## START Data entries

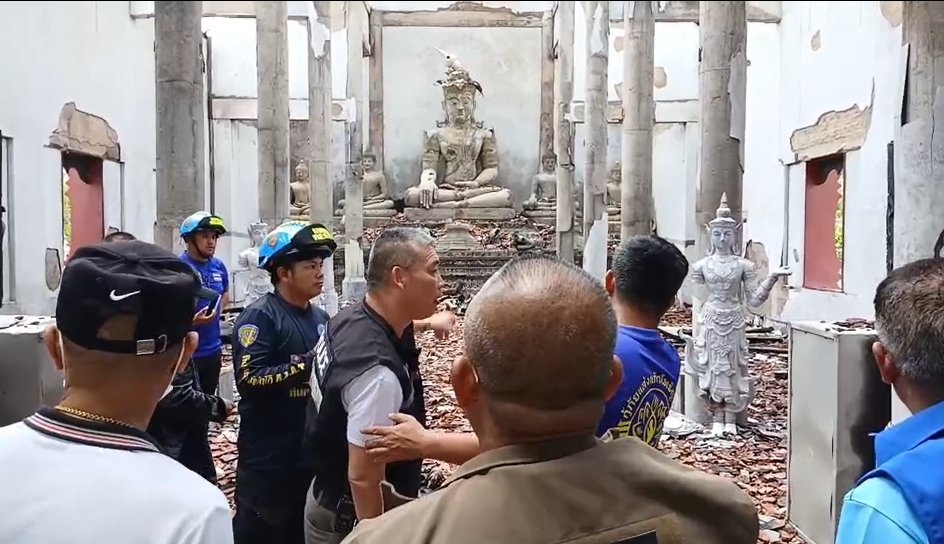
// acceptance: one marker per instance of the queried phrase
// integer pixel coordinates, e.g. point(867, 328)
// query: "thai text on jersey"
point(296, 238)
point(202, 221)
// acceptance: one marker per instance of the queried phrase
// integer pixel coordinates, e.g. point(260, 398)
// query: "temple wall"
point(820, 59)
point(95, 55)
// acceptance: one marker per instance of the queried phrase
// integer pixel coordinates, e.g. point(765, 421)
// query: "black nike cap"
point(126, 278)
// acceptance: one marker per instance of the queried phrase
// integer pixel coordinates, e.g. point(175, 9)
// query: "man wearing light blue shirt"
point(902, 500)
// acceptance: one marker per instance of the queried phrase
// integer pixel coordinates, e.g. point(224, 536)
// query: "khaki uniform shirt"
point(573, 490)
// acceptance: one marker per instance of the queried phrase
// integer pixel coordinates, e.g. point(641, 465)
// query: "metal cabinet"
point(837, 400)
point(28, 377)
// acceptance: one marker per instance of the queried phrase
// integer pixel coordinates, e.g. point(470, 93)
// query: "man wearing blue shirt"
point(645, 278)
point(200, 232)
point(902, 500)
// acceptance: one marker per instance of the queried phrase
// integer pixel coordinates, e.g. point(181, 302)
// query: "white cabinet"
point(837, 399)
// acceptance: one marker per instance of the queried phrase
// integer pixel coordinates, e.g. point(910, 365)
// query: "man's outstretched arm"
point(408, 440)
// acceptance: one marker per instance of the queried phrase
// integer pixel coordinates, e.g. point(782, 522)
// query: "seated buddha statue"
point(460, 157)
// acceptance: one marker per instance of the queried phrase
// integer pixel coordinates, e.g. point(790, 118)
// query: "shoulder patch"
point(247, 335)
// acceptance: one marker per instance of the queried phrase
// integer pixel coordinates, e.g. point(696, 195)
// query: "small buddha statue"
point(375, 185)
point(460, 157)
point(614, 179)
point(259, 282)
point(300, 202)
point(544, 186)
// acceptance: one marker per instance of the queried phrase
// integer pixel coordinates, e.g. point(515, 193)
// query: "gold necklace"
point(88, 416)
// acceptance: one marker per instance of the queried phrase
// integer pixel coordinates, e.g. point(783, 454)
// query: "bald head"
point(540, 334)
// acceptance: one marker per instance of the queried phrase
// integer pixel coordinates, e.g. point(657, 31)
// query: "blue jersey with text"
point(651, 368)
point(214, 276)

## END Data entries

- [Task brief] Reproduce every entry exactly, but omit each picture.

- [Solution below]
// acceptance: one marker per instance of the queried phrase
// integer pixel coordinates, e.g. point(867, 328)
// query: "thai text on jersey"
point(296, 238)
point(202, 221)
// acceptance: one marker per instance of the queried phrase
// integer pixel coordinates, e.g. point(260, 398)
// query: "temple wall"
point(820, 59)
point(95, 55)
// acceptance: one marker per instance of the queried phrase
// integer pixel coordinates, e.g. point(765, 421)
// query: "black nike cap"
point(126, 278)
// acceptance: one marker per instance of the queried phrase
// integer pixel coordinates, e.g. point(175, 9)
// query: "man wearing light blue shirt"
point(902, 500)
// acceptance: one marker per instance of the queried phrase
// integer pixel coordinates, e.g. point(224, 536)
// query: "khaki uniform shirt"
point(573, 490)
// acceptance: one marker per instance of the queried phrase
// integer pixel coordinates, e.g. point(641, 465)
// query: "metal cabinet"
point(837, 400)
point(28, 377)
// acceptance: one marker per instance of the queried phrase
// integer pixel coordinates, e.g. point(470, 93)
// query: "man wearing blue shirt"
point(645, 278)
point(200, 232)
point(902, 500)
// acceptance: one marker per instance of the queried phrase
// integer pixel coordinates, e.g. point(181, 302)
// query: "white cabinet"
point(837, 399)
// acceptance: one marker per instance of the queried phrase
// integer pixel coordinates, e.g. point(910, 365)
// query: "man's outstretched arm"
point(408, 440)
// acceptance: one marker per instance of the queried phrase
// integer pixel coordinates, e.g. point(782, 522)
// query: "seated buddha statue"
point(460, 157)
// acceptance: one marker per instance of the queried phrase
// integer pixel coordinates, e.g. point(790, 118)
// query: "shoulder patch"
point(247, 335)
// acceptance: one marker per instance of the queried phrase
// integer pixel coordinates, e.g. point(696, 195)
// query: "small buddha statue"
point(375, 185)
point(460, 157)
point(614, 179)
point(259, 282)
point(300, 202)
point(544, 186)
// acceptance: one marker per instance of the queried phrase
// integer pixel coordinates, e.g. point(515, 193)
// query: "gold necklace"
point(88, 416)
// acceptance: one marker per instance of the queried phrase
// integer pixel coordinates, e.g. point(783, 454)
// query: "bald head"
point(540, 334)
// acceptance: one marker per instance of the queried phrase
// integer pixel coordinates, e.g. point(657, 31)
// query: "blue jersey with text"
point(651, 368)
point(214, 276)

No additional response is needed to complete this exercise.